**Work task**
Could you return the data below exactly as it appears?

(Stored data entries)
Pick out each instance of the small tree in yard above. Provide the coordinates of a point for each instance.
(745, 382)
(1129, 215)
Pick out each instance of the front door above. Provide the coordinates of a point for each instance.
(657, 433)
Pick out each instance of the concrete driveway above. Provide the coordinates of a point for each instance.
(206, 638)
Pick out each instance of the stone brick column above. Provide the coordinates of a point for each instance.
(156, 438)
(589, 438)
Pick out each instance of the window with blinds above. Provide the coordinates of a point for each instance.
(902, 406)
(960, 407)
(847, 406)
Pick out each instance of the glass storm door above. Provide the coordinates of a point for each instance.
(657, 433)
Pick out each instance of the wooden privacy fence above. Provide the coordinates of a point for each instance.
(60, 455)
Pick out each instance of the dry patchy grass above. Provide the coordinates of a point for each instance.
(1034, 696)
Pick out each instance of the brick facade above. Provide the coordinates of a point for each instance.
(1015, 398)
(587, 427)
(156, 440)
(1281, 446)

**Worked solution**
Pick out each instance of the small tree in yard above. Provide the coordinates of a point for each instance.
(745, 382)
(1129, 215)
Pick out each instance of the front door above. Provide the coordinates of a point for each instance.
(657, 433)
Pick out each instance of the concrete driveway above. Provide the coordinates of a point for each instance.
(206, 638)
Pick out each instance of the stone brick column above. Provide the coordinates of a point for each instance.
(156, 438)
(589, 438)
Pick out each instance of the window with blinds above. Provide the coordinates of a point for each instance.
(902, 406)
(960, 407)
(847, 406)
Pick out each instance of the glass storm door above. Provide the coordinates of a point for each instance.
(657, 433)
Pick out each instance of the wooden privacy fence above. Provide the coordinates of a point for each instance.
(60, 455)
Pick out each instance of the dry patchy grass above. Provide the coordinates of a point for each instance.
(1034, 696)
Pick out each instance of the brick facade above. Provide the coordinates of a point for each instance.
(1015, 398)
(587, 427)
(156, 440)
(1281, 446)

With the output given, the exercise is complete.